>>>

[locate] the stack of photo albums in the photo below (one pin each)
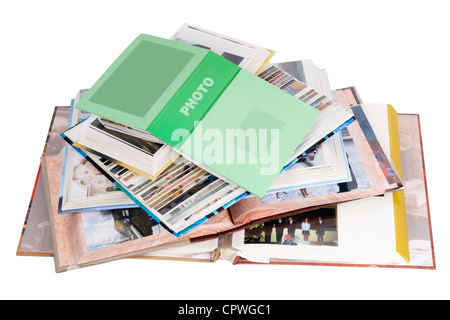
(351, 191)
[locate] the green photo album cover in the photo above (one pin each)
(223, 118)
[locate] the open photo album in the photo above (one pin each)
(349, 188)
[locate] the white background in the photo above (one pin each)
(394, 52)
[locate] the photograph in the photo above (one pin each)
(360, 214)
(318, 227)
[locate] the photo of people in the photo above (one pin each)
(317, 227)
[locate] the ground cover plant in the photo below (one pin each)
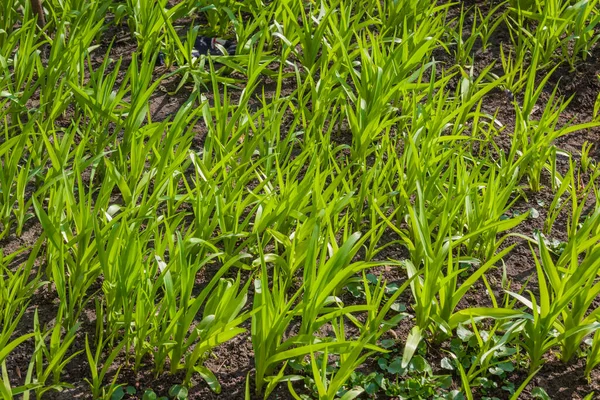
(368, 199)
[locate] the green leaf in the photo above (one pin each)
(447, 364)
(118, 394)
(539, 393)
(463, 333)
(178, 392)
(395, 366)
(209, 377)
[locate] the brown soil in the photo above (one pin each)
(233, 361)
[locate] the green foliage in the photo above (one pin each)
(290, 195)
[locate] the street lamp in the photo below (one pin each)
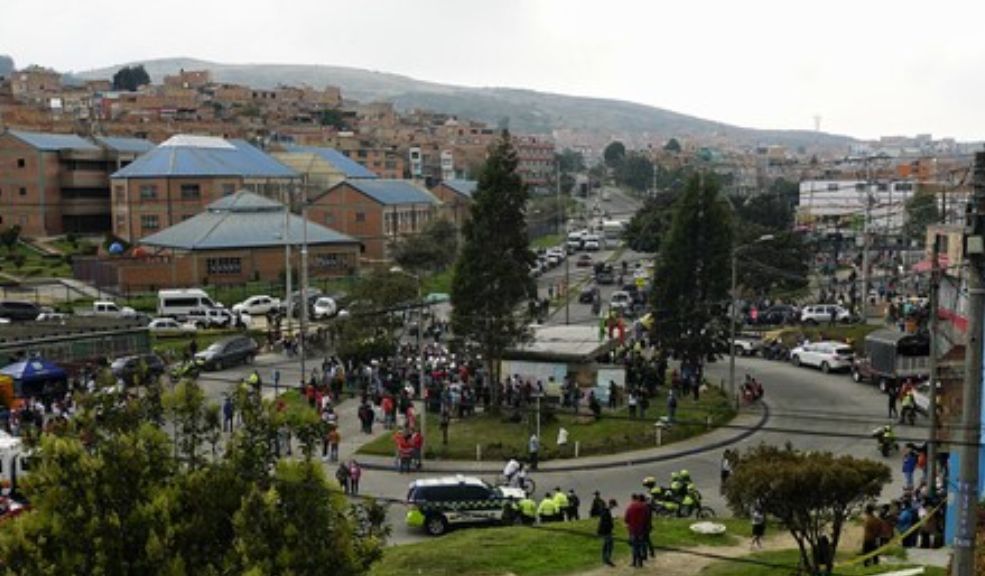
(735, 309)
(420, 350)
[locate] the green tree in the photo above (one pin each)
(692, 278)
(921, 212)
(812, 495)
(614, 154)
(492, 274)
(130, 78)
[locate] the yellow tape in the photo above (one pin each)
(895, 539)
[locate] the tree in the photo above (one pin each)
(921, 212)
(614, 154)
(492, 274)
(692, 280)
(10, 236)
(130, 78)
(812, 495)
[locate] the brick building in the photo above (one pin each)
(456, 199)
(52, 184)
(180, 177)
(238, 238)
(376, 212)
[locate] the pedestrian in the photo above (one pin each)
(604, 530)
(355, 473)
(758, 526)
(671, 405)
(533, 450)
(342, 475)
(574, 503)
(636, 518)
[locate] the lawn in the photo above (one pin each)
(614, 432)
(784, 563)
(572, 547)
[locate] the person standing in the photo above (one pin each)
(604, 530)
(533, 450)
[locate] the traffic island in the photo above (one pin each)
(486, 437)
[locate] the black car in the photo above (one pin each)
(228, 352)
(18, 311)
(127, 367)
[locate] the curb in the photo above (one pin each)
(764, 417)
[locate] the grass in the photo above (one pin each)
(534, 550)
(784, 563)
(614, 432)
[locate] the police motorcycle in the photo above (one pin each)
(886, 438)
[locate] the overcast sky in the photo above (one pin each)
(868, 68)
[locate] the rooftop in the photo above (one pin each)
(242, 220)
(194, 156)
(53, 142)
(349, 168)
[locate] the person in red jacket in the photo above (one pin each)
(637, 517)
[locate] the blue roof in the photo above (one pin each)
(191, 156)
(392, 191)
(242, 220)
(349, 167)
(53, 142)
(123, 144)
(463, 187)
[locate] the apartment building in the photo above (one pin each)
(53, 184)
(180, 177)
(375, 211)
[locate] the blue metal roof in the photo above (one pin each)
(463, 187)
(123, 144)
(349, 167)
(191, 156)
(54, 142)
(393, 191)
(242, 220)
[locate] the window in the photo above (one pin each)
(149, 222)
(190, 192)
(221, 266)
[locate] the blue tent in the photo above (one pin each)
(35, 377)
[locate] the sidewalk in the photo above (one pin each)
(740, 428)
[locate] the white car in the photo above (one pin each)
(257, 305)
(324, 307)
(169, 325)
(827, 356)
(821, 314)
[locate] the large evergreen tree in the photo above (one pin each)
(492, 275)
(692, 280)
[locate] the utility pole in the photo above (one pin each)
(971, 417)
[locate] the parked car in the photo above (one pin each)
(227, 352)
(17, 311)
(821, 314)
(827, 356)
(127, 367)
(170, 326)
(324, 307)
(259, 305)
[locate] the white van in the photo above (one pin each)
(180, 303)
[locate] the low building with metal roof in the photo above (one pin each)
(184, 174)
(376, 211)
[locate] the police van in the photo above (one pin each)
(438, 503)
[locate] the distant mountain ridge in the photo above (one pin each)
(527, 110)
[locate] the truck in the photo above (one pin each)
(892, 356)
(106, 308)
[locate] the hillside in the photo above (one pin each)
(527, 110)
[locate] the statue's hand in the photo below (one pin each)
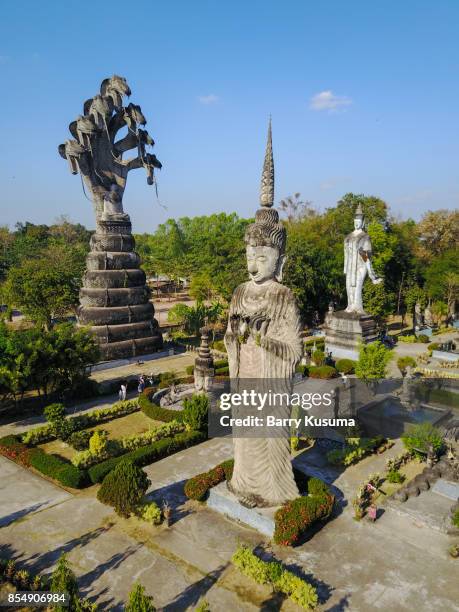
(258, 326)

<<<

BRIEF – Repeat all of the material above word for word, from its first line to its last, leaving out the pictures.

SOLUTION TO THIS PROBLEM –
[locate] the stack of photo albums in the photo below (one pin each)
(351, 191)
[locate] the green photo album cover in the photo above (one pin each)
(223, 118)
[locate] the open photo album in the photo above (one pin each)
(349, 188)
[locate] the white background in the photo above (one pin each)
(394, 52)
[locate] the photograph in the photo above (one pin each)
(360, 214)
(318, 227)
[locate] the photo of people in the photo above (one pin each)
(317, 227)
[locate] the ground cover plant in the photo below (one pin each)
(368, 199)
[locate] the green leaf in the photo above (one pin each)
(447, 364)
(118, 394)
(539, 393)
(463, 333)
(178, 392)
(395, 366)
(209, 377)
[locate] the brown soil in the photo above (one pin each)
(233, 361)
[locate] the green foliage in the photo above (one pin each)
(290, 195)
[locate] the street lamp in the photo below (one pin each)
(735, 309)
(420, 350)
[locate] the green tree in the photo above (one pin each)
(692, 278)
(921, 212)
(812, 495)
(614, 154)
(492, 274)
(130, 78)
[locate] the yellow tape in the photo above (one pin each)
(895, 539)
[locate] the tree in the photo above (one pin each)
(921, 212)
(614, 154)
(492, 274)
(692, 280)
(10, 236)
(130, 78)
(812, 495)
[locate] the brick building in the photo above (one pin each)
(456, 199)
(52, 184)
(180, 177)
(238, 238)
(376, 212)
[locate] the pedestrian in the photo above (one pin each)
(604, 530)
(355, 473)
(758, 526)
(671, 405)
(533, 450)
(342, 475)
(574, 503)
(636, 518)
[locate] the lawn in the photo above (one pin each)
(614, 432)
(784, 563)
(572, 547)
[locate] the person standing in the photo above (one pin each)
(604, 530)
(533, 450)
[locate] the traffic island in the photo above (one pin each)
(486, 437)
[locate] the black car in the photo above (one pin each)
(228, 352)
(18, 311)
(127, 367)
[locate] the curb in the photo above (one pin each)
(764, 417)
[locate] the grass in the photo above (one pin each)
(534, 550)
(784, 563)
(614, 432)
[locate] the police motorcycle in the photo above (one pin each)
(886, 438)
[locate] the overcast sky in the photo above (one pin each)
(868, 68)
[locate] the rooftop in the photo above (one pin each)
(242, 220)
(194, 156)
(53, 142)
(349, 168)
[locate] the person in red jacket in the photo above (one pin each)
(637, 517)
[locate] the blue roof in the photo above (one pin each)
(191, 156)
(392, 191)
(242, 220)
(349, 167)
(53, 142)
(123, 144)
(463, 187)
[locate] the apartment building in the photo above (one pin each)
(53, 184)
(180, 177)
(375, 211)
[locate] the blue metal roof in the photo above (one pin each)
(463, 187)
(123, 144)
(349, 167)
(191, 156)
(54, 142)
(393, 191)
(242, 220)
[locate] the window in the photo above (one pin each)
(149, 222)
(190, 192)
(221, 266)
[locate] the blue tent in the photo above (one pin each)
(35, 377)
[locate] the sidewalk in the photo above (one pin each)
(740, 428)
[locate] the white car in the photo above (one pin each)
(257, 305)
(324, 307)
(169, 325)
(827, 356)
(821, 314)
[locate] the large evergreen tree in the photo above (one pin each)
(492, 275)
(692, 280)
[locate] the utility pole in the photo above (one pin each)
(971, 417)
[locate] the parked car in the photo above (one pin each)
(227, 352)
(17, 311)
(821, 314)
(827, 356)
(127, 367)
(170, 326)
(324, 307)
(259, 305)
[locate] the white van in the photo above (one pin each)
(180, 303)
[locate] the low building with metal roof in the photo above (one pin each)
(184, 174)
(376, 211)
[locate] the police van in the photo above (one pin each)
(438, 503)
[locate] the distant mountain ridge in the photo above (one pin each)
(527, 110)
[locate] the truck in the photo above (one pin each)
(892, 356)
(106, 308)
[locate] the hillside in the photo above (one pin each)
(527, 110)
[locate] the statue's hand in the photo below (one pin each)
(258, 326)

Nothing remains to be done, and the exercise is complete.